YOUR OBJECTIVE »
Please present the rows below as a Markdown table with the columns "No." and "Row Text", numbering each row and leaving out any blank lines.

RECORD LIST »
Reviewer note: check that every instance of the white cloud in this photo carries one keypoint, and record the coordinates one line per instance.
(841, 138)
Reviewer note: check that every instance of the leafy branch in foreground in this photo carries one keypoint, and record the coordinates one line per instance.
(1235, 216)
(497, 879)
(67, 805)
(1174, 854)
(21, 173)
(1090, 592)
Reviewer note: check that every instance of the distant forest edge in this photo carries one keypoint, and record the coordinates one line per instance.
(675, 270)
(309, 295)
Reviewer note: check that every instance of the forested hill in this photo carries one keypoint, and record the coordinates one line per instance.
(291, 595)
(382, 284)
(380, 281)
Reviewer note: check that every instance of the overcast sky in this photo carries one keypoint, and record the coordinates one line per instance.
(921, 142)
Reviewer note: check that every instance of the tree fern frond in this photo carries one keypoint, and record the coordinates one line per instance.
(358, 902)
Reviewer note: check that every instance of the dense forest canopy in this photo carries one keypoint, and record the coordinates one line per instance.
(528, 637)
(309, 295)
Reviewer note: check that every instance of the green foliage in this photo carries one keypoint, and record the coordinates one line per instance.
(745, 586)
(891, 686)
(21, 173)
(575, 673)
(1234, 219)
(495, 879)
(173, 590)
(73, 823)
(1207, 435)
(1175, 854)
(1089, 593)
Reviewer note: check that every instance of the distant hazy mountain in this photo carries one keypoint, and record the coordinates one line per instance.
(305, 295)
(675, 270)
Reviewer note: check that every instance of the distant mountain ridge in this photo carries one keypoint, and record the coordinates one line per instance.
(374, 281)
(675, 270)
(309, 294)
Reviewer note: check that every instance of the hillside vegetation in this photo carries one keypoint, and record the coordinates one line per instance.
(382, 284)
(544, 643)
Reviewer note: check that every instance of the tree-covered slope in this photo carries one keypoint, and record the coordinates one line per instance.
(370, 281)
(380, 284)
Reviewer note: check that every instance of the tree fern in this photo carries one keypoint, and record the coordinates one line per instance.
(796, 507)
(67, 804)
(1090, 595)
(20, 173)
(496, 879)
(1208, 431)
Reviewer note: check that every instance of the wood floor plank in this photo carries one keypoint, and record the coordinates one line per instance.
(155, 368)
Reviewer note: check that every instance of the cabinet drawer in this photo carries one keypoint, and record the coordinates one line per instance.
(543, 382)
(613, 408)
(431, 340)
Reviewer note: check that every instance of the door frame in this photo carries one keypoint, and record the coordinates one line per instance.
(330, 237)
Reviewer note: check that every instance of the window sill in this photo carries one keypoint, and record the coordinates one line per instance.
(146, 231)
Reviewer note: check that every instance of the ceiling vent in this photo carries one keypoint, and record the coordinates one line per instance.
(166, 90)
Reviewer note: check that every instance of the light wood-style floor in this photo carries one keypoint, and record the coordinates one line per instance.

WRITTEN SOLUTION »
| No. | Row Text |
|---|---|
| 1 | Reviewer note: check that every instance of the white cloud in this photo carries one keypoint, and record the coordinates one line per instance. |
| 2 | (841, 138) |
| 3 | Reviewer note: check that every instance of the leafy branch in foreground in this photo carries one keypoint, and record the coordinates one line per instance. |
| 4 | (1235, 216) |
| 5 | (497, 879) |
| 6 | (67, 805) |
| 7 | (1174, 854) |
| 8 | (21, 173) |
| 9 | (1090, 592) |
| 10 | Reviewer note: check that every instance of the distant forest edge in this photo carries one keypoint, and record the coordinates one line per instance. |
| 11 | (675, 270) |
| 12 | (309, 295) |
| 13 | Reviewer note: check that every instance of the forested hill in this photo carries one keypoint, and record the coordinates one line per instance. |
| 14 | (291, 595) |
| 15 | (382, 284) |
| 16 | (380, 281) |
| 17 | Reviewer note: check that every instance of the overcast sky in this photo carries one keypoint, and record the coordinates one line per instance. |
| 18 | (921, 142) |
| 19 | Reviewer note: check that every instance of the tree fern frond in this photo carries one keypoint, and record the coordinates one line per instance. |
| 20 | (358, 902) |
| 21 | Reviewer note: check that every instance of the dense forest canopy in this photo carries one keypoint, and record the coordinates one line per instance. |
| 22 | (528, 637) |
| 23 | (309, 295) |
| 24 | Reviewer note: check that every instance of the green foliage in this photo carries one keypoint, and record the coordinates one line per instance. |
| 25 | (745, 586) |
| 26 | (891, 686) |
| 27 | (21, 173) |
| 28 | (575, 673) |
| 29 | (1234, 219) |
| 30 | (495, 879) |
| 31 | (173, 590) |
| 32 | (73, 823) |
| 33 | (1207, 435) |
| 34 | (1175, 854) |
| 35 | (1089, 593) |
| 36 | Reviewer note: check that every instance of the distant hazy mountain in this photo carries one keypoint, and record the coordinates one line per instance. |
| 37 | (305, 295) |
| 38 | (675, 270) |
| 39 | Reviewer note: check that every instance of the distant mountain ridge in this photo carries one keypoint, and record the coordinates one line per instance. |
| 40 | (374, 281) |
| 41 | (675, 270) |
| 42 | (309, 294) |
| 43 | Reviewer note: check that every instance of the hillside vegetation in this photo carries one keypoint, and record the coordinates one line per instance. |
| 44 | (382, 284) |
| 45 | (544, 643) |
| 46 | Reviewer note: check that every instance of the tree-covered slope in this photo carries one keypoint, and record the coordinates one line per instance. |
| 47 | (370, 281) |
| 48 | (380, 284) |
| 49 | Reviewer note: check that every instance of the tree fern in this photo carries one keypoint, and record the coordinates one line per instance. |
| 50 | (796, 507) |
| 51 | (67, 804) |
| 52 | (1090, 595) |
| 53 | (20, 173) |
| 54 | (496, 879) |
| 55 | (1208, 431) |
| 56 | Reviewer note: check that every instance of the wood floor plank in this photo carries one keypoint, and record the coordinates one line per instance. |
| 57 | (155, 368) |
| 58 | Reviewer note: check that every instance of the cabinet drawer in this photo carries one keypoint, and record the coordinates one line per instance. |
| 59 | (543, 382) |
| 60 | (613, 408) |
| 61 | (431, 340) |
| 62 | Reviewer note: check that every instance of the door frame in this photo carries one keypoint, and record the coordinates one line per instance. |
| 63 | (330, 237) |
| 64 | Reviewer note: check that every instance of the window sill in this photo carries one keypoint, and record the coordinates one line per instance. |
| 65 | (146, 231) |
| 66 | Reviewer note: check that every instance of the ceiling vent in this photo carries one keypoint, and record the coordinates one line per instance. |
| 67 | (166, 90) |
| 68 | Reviewer note: check that every instance of the light wood-style floor in this photo carries one keypoint, and record the coordinates one line per instance. |